Extracted data.
+ + + +
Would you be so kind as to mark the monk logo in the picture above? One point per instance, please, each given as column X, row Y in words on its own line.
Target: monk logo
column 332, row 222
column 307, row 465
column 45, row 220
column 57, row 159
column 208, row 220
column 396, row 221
+ + + +
To do.
Copy every one of the rows above word for word, keeping each line as it stands.

Worked answer.
Would you be so kind as to mark the monk logo in the picture above? One point per instance, please, each given as column X, row Y in words on its own line.
Target: monk logo
column 332, row 222
column 307, row 465
column 45, row 220
column 57, row 159
column 208, row 220
column 396, row 221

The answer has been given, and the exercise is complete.